INSTRUÇÕES DA TAREFA: Dê continuidade ao texto sobre o relatório técnico interprofissional na apuração de ato infracional, começando logo após a última frase apresentada.

TRECHO DA FONTE:

Relatório técnico interprofissional no processo de apuração de ato infracional: meio de prova ou de informação?


Pormarina.cordeiro- Postado em 21 março 2012

Autores: 
NASSRALLA, Samir Nicolau

Na unidade de internação provisória, o adolescente passa por uma entrevista e avaliação técnica para situar as condições familiares e sociais. Muitas vezes, acaba sendo indagado sobre a prática do ato infracional sem a presença do defensor, promotor ou juiz.

 
Sumário: 1 – Relação do tema com as funções institucionais da Defensoria Pública do Estado; 2 – Fundamentação jurídica e alcance do relatório técnico interprofissional; 3 – Conclusão. Referências.
ASSUNTO: Tema afeto ao direito da infância e juventude. Área Infracional. Direito Penal Juvenil. Relatório Técnico Interprofissional. Devido Processo legal. Igualdade Processual. Prova Ilícita. Direito ao Contraditório e Ampla Defesa. Direito a não auto-incriminação. Nulidade Processual.
1 - RELAÇÃO DO TEMA COM AS FUNÇÕES INSTITUCIONAIS DA DEFENSORIA PÚBLICA DO ESTADO:
Tanto a Lei Complementar 80/94 em seu art. 4º, inciso XI, quanto a Lei Complementar Estadual 988/2006, no art. 5º, inciso VI, alínea "c", que instituiu a Defensoria Pública do Estado de São Paulo, prevêem como sua função institucional o exercício de defesa dos interesses individuais e coletivos da criança e do adolescente.
2 - FUNDAMENTAÇÃO JURÍDICA E ALCANCE DO RELATÓRIO TÉCNICO INTERPROFISSIONAL
O Estatuto da Criança e do Adolescente, atento à necessidade de se apurar os diversos fatores e as circunstâncias pessoais dos adolescentes em conflito com a lei, estabeleceu a necessidade de elaboração de estudo técnico por equipe multiprofissional, através da emissão de laudos a serem juntados no processo de apuração de ato infracional, a fim de auxiliar na atividade jurisdicional. É o que dispõe a seguinte norma:
Art. 151 -  Compete à equipe interprofissional dentre outras atribuições que lhe forem reservadas pela legislação local, fornecer subsídios por escrito, mediante laudos, ou verbalmente, na audiência, e bem assim desenvolver trabalhos de aconselhamento, orientação, encaminhamento, prevenção e outros, tudo sob a imediata subordinação à autoridade judiciária, assegurada a livre manifestação do ponto de vista técnico.

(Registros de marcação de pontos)
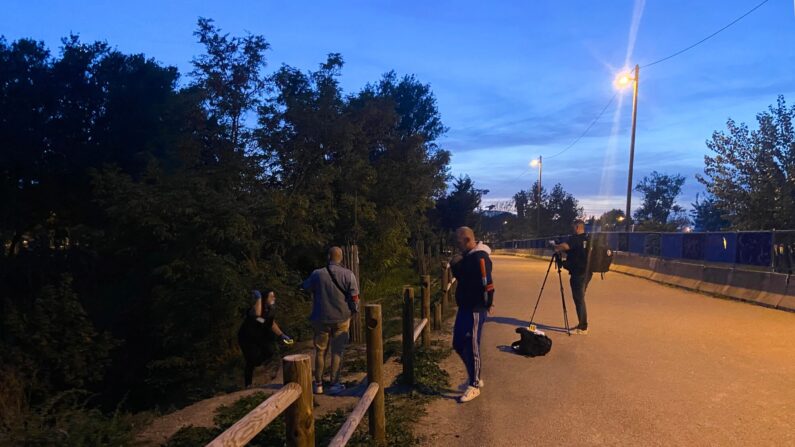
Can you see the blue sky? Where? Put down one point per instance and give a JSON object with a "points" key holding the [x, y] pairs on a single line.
{"points": [[514, 80]]}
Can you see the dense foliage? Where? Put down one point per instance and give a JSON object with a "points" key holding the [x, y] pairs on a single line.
{"points": [[138, 209], [751, 174]]}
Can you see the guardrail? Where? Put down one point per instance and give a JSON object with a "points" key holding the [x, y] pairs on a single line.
{"points": [[773, 250], [754, 285], [295, 399], [423, 329]]}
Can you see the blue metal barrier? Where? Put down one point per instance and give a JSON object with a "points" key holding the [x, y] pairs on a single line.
{"points": [[671, 245], [755, 248], [721, 247]]}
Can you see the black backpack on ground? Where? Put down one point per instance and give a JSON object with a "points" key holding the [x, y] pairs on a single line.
{"points": [[530, 343], [600, 256]]}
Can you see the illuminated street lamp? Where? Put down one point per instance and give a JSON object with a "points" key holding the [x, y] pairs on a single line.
{"points": [[622, 81], [537, 162]]}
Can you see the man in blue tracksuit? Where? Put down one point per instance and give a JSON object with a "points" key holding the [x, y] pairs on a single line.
{"points": [[474, 300]]}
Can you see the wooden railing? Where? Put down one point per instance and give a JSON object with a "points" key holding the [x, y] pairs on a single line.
{"points": [[295, 399]]}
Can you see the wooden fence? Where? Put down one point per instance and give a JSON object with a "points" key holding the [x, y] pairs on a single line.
{"points": [[295, 399]]}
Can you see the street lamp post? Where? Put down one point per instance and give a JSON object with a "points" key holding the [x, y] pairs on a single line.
{"points": [[537, 162], [623, 81]]}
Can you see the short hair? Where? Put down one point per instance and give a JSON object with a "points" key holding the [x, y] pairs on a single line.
{"points": [[466, 231], [335, 254]]}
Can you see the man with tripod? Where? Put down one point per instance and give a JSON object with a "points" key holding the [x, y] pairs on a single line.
{"points": [[475, 298], [576, 248]]}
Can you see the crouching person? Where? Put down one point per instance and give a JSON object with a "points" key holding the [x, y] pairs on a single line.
{"points": [[259, 332]]}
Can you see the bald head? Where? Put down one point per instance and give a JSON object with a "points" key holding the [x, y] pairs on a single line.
{"points": [[465, 238], [335, 254]]}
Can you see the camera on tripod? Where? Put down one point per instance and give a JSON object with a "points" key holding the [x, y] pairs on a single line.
{"points": [[558, 260]]}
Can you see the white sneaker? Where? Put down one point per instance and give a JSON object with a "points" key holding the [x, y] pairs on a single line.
{"points": [[336, 389], [469, 394], [466, 385]]}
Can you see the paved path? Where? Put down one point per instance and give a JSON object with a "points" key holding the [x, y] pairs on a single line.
{"points": [[661, 366]]}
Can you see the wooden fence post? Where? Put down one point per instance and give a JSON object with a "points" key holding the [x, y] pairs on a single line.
{"points": [[408, 335], [426, 310], [375, 363], [298, 417], [351, 262]]}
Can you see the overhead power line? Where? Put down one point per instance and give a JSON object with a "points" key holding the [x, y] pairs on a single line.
{"points": [[577, 140], [585, 132], [706, 38]]}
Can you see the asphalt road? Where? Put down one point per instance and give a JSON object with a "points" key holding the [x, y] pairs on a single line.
{"points": [[660, 366]]}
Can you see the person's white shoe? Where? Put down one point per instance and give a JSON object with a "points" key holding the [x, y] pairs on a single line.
{"points": [[469, 394], [336, 389], [465, 385]]}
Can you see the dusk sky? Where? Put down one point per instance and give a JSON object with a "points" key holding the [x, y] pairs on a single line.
{"points": [[513, 80]]}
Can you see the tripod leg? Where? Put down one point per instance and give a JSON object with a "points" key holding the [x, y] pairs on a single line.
{"points": [[532, 317], [563, 300]]}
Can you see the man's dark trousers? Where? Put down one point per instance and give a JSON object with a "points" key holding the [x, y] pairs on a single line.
{"points": [[466, 340], [579, 284]]}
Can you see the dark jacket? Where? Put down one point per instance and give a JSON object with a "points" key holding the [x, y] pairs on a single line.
{"points": [[577, 254], [469, 291], [256, 339]]}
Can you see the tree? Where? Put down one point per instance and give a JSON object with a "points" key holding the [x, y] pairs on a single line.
{"points": [[659, 197], [459, 206], [561, 210], [229, 76], [611, 220], [752, 174], [707, 216]]}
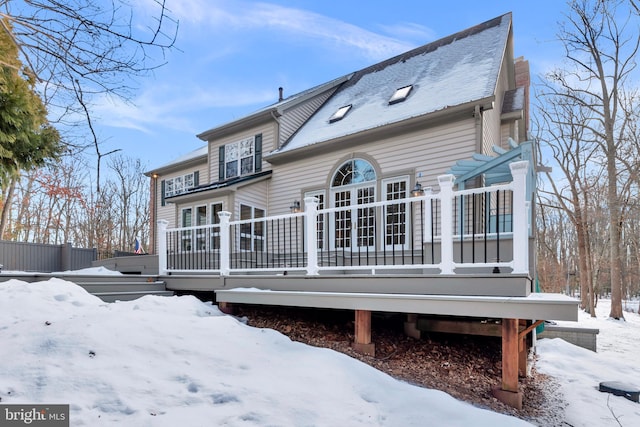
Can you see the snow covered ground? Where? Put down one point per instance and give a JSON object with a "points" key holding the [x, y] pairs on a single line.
{"points": [[579, 371], [176, 361]]}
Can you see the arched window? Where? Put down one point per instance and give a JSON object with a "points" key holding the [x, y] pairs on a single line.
{"points": [[354, 171], [353, 185]]}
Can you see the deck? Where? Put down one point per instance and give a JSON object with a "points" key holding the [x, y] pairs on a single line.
{"points": [[464, 253]]}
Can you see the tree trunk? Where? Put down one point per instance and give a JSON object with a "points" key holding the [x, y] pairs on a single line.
{"points": [[6, 208]]}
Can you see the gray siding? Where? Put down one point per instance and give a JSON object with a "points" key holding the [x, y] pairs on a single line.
{"points": [[292, 119], [430, 153], [268, 132]]}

RESULTADO DO EXERCÍCIO:
Na prática, tais relatórios são elaborados em conjunto por psicólogos ou assistentes sociais integrantes da equipe da unidade de internação provisória de adolescentes ou responsáveis pelo acompanhamento de medidas socioeducativas em meio aberto. Tais estudos são encaminhados previamente ao Juízo responsável e competente para o julgamento do suposto ato infracional praticado, antes da prolação da sentença.
Tal direcionamento legal decorre da necessidade de que a decisão a ser tomada pelo magistrado na escolha da melhor medida socioeducativa a ser aplicada deve levar em conta outros fatores, como a realidade social, familiar, econômica, cultural, daquele determinado indivíduo em desenvolvimento, atentando-se para a excepcionalidade da segregação de sua liberdade. É que a medida socioeducativa deve ser norteada pelo princípio da atualidade e da proporcionalidade, ou seja, deve levar em conta as atuais circunstâncias e condições de desenvolvimento do adolescente, conforme se extrai da leitura do ECA:
 
Art. 100. Na aplicação das medidas levar-se-ão em conta as necessidades pedagógicas, preferindo-se aquelas que visem ao fortalecimento dos vínculos familiares e comunitários.
VIII – proporcionalidade e atualidade: a intervenção deve ser necessária e adequada à situação de perigo em que a criança ou o adolescente se encontram no momento em que a decisão é tomada; (Incluído pela Lei n.º 12.010, de 2009).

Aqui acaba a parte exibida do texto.